- [WHAT IS ASKED]
Produce an exact copy of the lines from the line containing "target | rear fender" through the last line of the listing below, both ends included, and nothing else.

------------------------------------------------

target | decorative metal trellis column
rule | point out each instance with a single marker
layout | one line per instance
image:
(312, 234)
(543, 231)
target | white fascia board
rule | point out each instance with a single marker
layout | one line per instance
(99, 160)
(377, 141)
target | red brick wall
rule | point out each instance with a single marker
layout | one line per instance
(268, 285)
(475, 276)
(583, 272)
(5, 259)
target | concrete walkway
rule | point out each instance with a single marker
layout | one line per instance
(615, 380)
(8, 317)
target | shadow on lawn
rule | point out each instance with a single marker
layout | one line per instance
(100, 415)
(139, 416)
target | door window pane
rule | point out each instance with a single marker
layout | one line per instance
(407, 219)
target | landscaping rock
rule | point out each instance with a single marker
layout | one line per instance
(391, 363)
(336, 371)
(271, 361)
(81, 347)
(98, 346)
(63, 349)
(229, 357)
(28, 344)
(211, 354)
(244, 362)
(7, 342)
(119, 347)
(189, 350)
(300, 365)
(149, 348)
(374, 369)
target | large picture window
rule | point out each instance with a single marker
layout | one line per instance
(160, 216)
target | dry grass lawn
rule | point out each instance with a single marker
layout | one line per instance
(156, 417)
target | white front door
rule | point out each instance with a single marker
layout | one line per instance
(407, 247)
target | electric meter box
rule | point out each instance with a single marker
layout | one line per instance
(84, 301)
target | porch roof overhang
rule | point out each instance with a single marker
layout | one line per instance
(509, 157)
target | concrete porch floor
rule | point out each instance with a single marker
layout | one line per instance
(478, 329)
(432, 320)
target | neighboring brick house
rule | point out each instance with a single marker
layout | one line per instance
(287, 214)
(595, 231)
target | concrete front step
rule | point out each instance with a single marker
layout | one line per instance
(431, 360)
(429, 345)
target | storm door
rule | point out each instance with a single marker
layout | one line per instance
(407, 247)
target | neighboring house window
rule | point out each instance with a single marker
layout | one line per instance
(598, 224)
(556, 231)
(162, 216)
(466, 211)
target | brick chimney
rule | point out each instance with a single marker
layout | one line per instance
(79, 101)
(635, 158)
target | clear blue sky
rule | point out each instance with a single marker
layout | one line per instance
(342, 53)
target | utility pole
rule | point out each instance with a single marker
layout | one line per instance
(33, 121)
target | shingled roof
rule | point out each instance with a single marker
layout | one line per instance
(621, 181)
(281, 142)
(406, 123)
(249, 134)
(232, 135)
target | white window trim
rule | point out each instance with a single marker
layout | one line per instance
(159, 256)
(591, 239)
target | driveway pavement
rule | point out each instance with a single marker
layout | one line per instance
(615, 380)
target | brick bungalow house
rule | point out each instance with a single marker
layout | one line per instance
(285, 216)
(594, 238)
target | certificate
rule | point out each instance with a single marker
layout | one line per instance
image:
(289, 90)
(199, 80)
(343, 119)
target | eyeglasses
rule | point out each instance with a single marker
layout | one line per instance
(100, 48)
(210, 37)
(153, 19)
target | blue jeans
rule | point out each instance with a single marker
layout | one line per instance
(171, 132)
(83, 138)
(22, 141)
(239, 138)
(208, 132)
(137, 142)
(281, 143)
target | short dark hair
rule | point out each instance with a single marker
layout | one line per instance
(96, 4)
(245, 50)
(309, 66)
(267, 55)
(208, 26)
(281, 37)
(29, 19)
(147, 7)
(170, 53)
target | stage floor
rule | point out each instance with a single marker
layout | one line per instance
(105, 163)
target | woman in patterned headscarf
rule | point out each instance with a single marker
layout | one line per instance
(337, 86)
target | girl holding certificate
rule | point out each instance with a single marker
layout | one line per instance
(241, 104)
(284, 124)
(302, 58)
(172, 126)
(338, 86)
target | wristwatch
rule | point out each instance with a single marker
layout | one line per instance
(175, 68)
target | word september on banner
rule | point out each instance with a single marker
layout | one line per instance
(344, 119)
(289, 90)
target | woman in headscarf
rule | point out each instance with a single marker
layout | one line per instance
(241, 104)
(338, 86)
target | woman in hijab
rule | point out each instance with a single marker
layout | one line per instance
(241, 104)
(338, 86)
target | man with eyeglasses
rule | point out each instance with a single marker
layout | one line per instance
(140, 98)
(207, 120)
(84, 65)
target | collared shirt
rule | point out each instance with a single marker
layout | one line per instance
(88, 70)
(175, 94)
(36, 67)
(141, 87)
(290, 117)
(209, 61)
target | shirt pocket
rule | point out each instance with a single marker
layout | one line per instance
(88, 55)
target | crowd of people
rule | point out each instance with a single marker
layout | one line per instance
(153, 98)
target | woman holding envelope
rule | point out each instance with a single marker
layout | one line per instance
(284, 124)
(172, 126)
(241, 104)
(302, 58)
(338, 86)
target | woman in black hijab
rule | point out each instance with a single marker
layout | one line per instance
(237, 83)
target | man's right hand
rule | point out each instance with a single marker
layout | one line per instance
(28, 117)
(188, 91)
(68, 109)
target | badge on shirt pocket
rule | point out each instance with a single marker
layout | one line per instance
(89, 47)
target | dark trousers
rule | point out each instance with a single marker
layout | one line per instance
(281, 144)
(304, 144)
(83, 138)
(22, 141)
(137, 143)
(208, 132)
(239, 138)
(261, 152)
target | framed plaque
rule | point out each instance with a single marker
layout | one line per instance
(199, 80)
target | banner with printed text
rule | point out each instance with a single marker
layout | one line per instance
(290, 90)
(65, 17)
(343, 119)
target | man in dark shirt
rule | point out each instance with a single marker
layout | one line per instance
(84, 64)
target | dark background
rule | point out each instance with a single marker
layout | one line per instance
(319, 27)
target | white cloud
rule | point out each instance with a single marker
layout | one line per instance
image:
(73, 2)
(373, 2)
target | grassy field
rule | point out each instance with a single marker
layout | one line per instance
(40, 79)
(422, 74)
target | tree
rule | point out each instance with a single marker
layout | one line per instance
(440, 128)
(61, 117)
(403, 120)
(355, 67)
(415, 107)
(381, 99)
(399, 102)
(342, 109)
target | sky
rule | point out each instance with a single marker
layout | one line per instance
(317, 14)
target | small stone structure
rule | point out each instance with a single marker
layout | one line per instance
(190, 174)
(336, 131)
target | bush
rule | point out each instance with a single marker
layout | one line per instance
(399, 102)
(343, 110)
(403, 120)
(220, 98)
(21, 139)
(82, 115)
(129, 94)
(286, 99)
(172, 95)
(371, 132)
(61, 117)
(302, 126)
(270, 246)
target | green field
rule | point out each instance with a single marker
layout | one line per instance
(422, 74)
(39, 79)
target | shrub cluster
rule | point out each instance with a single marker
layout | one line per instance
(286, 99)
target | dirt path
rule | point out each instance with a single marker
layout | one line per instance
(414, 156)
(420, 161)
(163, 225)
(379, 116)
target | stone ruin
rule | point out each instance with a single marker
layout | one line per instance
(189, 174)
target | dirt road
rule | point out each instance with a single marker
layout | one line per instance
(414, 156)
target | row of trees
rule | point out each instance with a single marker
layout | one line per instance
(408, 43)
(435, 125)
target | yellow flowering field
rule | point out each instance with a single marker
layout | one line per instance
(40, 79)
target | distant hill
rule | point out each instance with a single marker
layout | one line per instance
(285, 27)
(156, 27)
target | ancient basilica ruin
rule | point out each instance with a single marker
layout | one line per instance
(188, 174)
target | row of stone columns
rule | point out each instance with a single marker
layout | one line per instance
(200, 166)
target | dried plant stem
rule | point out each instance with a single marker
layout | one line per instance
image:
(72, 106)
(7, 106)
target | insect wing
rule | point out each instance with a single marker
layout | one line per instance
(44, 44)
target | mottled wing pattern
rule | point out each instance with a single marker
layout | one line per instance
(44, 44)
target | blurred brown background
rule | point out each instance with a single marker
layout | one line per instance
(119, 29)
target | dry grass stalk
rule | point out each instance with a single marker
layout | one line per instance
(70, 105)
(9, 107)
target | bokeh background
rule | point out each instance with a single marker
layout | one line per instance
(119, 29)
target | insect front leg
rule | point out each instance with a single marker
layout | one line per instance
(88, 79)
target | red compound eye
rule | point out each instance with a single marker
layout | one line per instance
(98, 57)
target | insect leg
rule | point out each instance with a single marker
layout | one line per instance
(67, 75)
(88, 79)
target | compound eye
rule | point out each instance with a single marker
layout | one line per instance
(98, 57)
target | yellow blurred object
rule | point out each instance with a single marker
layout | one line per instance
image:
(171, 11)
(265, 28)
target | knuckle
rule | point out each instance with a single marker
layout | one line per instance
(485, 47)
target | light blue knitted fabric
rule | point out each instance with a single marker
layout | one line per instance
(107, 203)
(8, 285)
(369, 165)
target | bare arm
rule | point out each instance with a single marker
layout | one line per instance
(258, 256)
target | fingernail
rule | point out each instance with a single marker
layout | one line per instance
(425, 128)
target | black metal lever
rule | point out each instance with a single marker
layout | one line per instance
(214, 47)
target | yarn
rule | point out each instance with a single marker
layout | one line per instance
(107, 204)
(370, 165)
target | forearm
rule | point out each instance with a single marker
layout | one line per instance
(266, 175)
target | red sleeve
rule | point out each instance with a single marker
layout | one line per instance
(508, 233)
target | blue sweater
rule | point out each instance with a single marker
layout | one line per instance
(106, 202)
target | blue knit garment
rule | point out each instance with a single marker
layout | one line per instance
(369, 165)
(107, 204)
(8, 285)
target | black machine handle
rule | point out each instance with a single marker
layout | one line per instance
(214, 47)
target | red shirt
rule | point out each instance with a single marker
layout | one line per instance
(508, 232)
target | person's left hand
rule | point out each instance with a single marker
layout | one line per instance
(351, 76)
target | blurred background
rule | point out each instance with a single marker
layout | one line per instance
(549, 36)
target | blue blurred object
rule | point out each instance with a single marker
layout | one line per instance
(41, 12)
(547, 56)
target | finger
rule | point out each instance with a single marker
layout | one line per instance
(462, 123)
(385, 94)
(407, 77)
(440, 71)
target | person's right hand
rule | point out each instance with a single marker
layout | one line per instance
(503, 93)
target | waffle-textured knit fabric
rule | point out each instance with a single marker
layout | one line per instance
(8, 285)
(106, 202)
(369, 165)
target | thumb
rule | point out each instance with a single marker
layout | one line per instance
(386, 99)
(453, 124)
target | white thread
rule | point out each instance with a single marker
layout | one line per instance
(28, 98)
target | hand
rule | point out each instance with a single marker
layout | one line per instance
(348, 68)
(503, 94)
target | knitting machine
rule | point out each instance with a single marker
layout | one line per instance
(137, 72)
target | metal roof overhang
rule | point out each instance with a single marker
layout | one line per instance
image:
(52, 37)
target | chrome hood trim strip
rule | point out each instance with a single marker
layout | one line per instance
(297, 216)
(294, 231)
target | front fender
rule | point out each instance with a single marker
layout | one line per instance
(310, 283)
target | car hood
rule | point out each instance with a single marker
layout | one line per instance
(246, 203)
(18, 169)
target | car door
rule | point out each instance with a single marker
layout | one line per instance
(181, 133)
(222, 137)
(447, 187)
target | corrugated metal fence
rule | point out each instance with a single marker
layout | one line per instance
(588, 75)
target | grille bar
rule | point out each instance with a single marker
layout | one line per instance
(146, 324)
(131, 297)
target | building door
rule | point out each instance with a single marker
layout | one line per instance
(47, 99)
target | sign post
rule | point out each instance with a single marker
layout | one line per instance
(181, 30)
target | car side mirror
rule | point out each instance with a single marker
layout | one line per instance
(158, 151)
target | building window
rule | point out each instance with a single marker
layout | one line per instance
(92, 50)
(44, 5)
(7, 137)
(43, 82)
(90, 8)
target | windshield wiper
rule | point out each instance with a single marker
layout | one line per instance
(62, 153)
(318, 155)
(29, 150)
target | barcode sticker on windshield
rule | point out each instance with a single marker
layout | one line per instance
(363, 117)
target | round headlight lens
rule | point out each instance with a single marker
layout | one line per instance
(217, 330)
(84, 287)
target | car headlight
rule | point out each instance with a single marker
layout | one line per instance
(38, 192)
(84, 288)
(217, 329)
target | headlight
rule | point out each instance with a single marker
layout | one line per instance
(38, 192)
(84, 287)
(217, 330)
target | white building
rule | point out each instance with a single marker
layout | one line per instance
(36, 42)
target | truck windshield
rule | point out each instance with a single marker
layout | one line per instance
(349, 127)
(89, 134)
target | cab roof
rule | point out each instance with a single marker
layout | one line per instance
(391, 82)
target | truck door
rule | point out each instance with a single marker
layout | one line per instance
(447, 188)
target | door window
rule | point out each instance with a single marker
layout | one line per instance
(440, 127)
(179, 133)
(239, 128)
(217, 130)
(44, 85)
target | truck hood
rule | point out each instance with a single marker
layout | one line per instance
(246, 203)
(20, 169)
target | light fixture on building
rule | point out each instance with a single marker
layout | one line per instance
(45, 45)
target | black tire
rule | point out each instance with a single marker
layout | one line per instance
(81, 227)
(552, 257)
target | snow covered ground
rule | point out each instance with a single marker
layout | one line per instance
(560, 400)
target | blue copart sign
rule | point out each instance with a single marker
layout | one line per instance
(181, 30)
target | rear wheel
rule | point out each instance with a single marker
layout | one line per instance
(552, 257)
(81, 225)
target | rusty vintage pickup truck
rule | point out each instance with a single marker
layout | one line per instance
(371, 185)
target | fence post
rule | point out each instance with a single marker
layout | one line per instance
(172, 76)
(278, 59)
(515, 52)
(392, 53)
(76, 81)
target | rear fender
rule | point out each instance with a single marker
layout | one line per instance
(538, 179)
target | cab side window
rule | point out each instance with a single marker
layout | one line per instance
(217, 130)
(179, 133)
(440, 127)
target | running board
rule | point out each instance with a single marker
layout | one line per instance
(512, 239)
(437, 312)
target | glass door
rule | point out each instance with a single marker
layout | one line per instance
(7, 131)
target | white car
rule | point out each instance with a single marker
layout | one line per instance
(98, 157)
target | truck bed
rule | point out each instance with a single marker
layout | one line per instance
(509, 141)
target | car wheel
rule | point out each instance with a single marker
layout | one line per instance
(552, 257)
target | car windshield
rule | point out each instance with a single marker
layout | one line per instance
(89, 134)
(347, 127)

------------------------------------------------

- [TASK ANSWER]
target | rear fender
rule | point out each instance with a single marker
layout | one line per instance
(538, 179)
target | cab side window
rule | point out each instance with a single marker
layout | one line per instance
(217, 130)
(179, 133)
(440, 127)
target | running board
rule | point out each instance with a single marker
layout | one line per instance
(512, 239)
(437, 312)
target | glass door
rule | point out each instance with a single marker
layout | one line per instance
(7, 131)
target | white car
rule | point out each instance with a single marker
layout | one line per instance
(98, 157)
target | truck bed
rule | point out each instance with a single marker
layout | one line per instance
(509, 141)
target | car wheel
rule | point out each instance with a single marker
layout | one line per instance
(552, 257)
target | car windshield
rule | point out each instance with a single marker
layout | one line per instance
(89, 134)
(347, 127)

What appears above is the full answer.